--- START Data for this task ---

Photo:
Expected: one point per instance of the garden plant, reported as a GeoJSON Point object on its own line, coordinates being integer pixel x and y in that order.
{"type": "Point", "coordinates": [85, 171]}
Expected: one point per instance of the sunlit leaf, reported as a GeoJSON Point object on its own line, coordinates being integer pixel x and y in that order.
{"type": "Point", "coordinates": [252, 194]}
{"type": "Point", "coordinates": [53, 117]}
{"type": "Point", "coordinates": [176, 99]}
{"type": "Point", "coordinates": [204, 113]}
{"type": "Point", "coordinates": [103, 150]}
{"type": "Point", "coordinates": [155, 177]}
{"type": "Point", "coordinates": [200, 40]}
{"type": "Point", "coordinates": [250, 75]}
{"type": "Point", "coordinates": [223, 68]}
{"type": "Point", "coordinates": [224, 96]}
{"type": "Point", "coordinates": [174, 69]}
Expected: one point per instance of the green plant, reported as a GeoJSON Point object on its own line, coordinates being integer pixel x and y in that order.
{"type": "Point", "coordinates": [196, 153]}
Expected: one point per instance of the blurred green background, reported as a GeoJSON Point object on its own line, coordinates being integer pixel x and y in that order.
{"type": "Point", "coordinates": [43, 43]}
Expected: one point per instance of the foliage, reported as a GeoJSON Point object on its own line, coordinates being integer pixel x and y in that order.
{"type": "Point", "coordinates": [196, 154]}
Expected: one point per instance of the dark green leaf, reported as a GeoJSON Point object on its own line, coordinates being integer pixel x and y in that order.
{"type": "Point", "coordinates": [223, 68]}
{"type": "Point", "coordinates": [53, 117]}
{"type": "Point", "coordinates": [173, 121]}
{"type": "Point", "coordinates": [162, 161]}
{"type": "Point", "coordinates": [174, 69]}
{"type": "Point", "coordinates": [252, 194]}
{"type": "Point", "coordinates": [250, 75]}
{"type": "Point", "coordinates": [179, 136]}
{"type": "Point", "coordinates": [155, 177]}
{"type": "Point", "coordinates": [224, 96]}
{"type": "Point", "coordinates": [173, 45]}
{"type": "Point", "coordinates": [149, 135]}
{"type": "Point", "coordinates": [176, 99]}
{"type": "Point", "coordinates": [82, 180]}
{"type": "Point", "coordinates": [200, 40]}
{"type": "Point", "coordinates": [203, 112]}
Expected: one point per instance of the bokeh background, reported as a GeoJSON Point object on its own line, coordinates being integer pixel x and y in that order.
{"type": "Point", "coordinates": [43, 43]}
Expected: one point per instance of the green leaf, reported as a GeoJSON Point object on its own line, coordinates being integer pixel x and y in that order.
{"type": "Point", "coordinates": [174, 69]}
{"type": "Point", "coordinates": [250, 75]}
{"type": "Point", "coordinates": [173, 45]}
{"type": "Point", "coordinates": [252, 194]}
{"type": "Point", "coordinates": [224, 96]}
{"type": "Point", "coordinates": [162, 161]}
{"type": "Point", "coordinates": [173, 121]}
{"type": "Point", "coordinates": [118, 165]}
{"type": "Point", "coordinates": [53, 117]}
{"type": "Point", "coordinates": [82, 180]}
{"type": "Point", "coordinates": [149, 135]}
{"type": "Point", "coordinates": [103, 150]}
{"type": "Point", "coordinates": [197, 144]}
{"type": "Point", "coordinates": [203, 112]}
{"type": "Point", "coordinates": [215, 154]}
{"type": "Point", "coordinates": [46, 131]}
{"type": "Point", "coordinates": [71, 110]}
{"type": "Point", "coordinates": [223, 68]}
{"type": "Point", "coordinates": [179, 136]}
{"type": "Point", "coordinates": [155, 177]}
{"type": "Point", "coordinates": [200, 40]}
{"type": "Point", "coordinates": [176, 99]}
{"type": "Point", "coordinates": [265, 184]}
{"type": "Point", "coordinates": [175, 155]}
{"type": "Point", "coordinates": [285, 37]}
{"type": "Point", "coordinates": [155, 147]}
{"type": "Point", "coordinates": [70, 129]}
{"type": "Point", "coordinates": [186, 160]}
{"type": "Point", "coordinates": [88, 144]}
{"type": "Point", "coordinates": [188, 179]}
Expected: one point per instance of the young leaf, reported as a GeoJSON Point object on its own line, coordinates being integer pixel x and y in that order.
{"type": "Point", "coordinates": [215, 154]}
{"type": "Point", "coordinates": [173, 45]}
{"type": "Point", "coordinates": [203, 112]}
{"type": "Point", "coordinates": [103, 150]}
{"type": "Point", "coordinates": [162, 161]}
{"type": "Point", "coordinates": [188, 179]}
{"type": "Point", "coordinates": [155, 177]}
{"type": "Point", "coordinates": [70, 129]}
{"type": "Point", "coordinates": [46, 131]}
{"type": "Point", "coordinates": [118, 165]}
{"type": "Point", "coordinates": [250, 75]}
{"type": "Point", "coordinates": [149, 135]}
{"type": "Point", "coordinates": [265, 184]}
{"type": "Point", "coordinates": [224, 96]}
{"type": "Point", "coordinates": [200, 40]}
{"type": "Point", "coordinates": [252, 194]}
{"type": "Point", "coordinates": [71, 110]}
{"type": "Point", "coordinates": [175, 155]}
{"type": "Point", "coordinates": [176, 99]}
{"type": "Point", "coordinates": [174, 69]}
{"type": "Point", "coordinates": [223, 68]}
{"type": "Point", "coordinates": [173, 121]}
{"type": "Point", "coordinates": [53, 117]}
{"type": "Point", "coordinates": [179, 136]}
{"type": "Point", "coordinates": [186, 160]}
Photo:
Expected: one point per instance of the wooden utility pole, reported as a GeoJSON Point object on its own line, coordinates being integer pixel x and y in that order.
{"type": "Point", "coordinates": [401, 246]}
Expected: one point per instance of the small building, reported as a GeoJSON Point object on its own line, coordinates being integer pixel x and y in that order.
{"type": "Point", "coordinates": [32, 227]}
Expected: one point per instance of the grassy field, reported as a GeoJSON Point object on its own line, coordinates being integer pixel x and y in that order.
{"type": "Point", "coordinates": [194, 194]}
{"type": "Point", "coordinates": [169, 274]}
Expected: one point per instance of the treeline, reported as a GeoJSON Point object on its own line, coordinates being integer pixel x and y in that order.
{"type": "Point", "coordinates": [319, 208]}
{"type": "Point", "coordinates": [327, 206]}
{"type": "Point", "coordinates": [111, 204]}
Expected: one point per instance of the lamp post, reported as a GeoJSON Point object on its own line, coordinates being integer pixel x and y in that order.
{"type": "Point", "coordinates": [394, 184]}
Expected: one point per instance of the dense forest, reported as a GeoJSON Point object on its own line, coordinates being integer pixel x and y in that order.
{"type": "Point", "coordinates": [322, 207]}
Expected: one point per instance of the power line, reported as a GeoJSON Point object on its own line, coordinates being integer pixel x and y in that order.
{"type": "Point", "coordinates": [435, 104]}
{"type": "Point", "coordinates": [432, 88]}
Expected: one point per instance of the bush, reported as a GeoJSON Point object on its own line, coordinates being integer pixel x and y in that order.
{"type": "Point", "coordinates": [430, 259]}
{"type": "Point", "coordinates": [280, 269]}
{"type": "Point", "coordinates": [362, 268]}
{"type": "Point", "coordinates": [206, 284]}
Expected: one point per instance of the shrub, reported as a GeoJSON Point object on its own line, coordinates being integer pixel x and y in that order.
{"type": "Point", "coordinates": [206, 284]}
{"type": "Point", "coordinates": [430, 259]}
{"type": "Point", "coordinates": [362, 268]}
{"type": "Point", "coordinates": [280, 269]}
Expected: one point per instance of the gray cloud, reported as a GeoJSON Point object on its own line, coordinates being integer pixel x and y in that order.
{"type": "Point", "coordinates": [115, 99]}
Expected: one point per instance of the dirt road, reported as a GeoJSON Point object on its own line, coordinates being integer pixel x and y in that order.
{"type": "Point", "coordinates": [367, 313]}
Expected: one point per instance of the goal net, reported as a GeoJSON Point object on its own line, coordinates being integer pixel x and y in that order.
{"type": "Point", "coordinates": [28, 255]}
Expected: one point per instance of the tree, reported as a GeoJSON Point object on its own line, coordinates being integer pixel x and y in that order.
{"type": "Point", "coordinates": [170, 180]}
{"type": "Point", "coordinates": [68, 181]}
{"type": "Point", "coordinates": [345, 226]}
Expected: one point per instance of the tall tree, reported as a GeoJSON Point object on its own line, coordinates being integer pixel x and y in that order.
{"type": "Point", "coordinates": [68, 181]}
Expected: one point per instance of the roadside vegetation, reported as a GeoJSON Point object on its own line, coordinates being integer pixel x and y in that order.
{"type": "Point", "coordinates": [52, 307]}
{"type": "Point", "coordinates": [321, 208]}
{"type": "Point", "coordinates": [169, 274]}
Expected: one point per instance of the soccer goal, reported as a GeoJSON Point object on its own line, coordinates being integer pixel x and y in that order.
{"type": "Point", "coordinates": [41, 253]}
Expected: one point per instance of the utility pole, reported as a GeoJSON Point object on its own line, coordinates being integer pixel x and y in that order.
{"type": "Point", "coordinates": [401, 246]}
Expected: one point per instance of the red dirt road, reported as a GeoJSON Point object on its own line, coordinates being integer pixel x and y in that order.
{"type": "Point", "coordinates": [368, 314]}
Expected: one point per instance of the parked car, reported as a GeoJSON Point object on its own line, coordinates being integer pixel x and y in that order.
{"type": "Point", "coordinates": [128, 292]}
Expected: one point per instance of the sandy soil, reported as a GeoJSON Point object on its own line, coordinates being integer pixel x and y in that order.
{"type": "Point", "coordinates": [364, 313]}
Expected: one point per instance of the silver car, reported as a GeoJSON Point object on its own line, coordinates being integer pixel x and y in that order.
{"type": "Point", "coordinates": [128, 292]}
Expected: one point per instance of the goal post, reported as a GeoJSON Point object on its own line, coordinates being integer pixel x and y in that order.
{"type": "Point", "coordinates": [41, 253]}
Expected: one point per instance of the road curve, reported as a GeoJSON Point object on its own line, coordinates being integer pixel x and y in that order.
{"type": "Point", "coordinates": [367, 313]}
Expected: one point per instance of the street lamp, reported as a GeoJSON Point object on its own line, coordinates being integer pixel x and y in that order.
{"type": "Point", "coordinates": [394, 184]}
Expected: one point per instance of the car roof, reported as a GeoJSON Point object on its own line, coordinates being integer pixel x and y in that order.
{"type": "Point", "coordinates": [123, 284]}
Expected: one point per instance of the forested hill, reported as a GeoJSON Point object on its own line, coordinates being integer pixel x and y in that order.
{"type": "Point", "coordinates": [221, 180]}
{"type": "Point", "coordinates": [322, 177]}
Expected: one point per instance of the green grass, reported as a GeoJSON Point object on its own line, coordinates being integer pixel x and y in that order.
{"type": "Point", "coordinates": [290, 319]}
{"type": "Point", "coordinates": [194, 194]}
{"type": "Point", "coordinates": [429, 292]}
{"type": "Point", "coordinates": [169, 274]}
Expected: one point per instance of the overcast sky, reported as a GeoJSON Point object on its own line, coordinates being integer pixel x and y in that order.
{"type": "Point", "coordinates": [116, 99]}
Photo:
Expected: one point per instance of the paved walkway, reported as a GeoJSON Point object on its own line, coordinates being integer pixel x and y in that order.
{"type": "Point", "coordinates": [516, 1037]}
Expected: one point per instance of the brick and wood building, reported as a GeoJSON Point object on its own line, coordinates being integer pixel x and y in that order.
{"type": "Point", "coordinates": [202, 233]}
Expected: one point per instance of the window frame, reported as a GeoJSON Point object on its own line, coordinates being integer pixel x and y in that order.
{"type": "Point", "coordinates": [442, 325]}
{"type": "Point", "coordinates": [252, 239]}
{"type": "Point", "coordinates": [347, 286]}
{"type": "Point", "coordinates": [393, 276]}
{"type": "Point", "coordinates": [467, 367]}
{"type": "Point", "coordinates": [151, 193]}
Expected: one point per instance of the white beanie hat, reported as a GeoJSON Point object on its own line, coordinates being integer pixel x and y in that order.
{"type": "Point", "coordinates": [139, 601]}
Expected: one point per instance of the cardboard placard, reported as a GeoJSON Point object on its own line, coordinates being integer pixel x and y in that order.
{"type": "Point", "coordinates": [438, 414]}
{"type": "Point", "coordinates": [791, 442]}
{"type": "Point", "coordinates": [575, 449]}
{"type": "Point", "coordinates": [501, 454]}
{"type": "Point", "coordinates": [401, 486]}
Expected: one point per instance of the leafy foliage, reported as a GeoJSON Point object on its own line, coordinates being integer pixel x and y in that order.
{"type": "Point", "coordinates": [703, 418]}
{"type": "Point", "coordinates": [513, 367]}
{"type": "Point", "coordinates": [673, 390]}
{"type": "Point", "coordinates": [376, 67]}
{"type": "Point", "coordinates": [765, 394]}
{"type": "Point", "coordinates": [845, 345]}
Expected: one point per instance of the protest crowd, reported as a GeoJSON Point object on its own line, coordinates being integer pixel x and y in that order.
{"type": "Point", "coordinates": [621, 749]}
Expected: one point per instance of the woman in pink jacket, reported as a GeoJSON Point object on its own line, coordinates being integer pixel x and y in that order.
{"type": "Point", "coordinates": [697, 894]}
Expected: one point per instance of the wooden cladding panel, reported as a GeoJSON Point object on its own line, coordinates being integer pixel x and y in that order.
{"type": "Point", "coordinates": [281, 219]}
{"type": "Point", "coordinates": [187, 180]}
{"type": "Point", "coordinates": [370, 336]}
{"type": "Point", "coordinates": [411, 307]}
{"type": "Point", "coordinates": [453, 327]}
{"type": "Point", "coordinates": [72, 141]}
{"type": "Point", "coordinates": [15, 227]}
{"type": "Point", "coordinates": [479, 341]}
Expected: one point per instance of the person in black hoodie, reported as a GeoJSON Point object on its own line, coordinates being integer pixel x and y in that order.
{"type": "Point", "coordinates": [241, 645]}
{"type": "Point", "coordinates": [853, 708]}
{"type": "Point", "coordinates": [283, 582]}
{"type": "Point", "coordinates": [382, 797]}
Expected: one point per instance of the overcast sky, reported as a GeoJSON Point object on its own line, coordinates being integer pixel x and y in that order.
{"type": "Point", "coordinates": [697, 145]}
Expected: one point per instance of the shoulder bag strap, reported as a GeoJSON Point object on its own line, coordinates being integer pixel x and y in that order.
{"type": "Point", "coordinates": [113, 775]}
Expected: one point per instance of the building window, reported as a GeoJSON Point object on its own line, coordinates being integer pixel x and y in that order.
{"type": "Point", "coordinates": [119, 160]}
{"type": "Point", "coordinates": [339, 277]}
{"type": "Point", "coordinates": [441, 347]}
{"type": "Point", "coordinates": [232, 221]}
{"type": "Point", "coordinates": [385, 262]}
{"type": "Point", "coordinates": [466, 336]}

--- END Data for this task ---

Begin with the line that contains "Expected: one point per instance of the shoulder" and end with the last line of the records; set down every line in that span exactly, and nothing else.

Expected: one point per instance of the shoulder bag strap, reported as a GeoJSON Point object on its own line, coordinates being integer pixel x and y in that order.
{"type": "Point", "coordinates": [113, 775]}
Expected: one point per instance of the building window, reported as a GeoJSON Point object on its own line, coordinates being integer pixel x and y in that order.
{"type": "Point", "coordinates": [119, 160]}
{"type": "Point", "coordinates": [339, 277]}
{"type": "Point", "coordinates": [441, 347]}
{"type": "Point", "coordinates": [232, 221]}
{"type": "Point", "coordinates": [385, 262]}
{"type": "Point", "coordinates": [466, 336]}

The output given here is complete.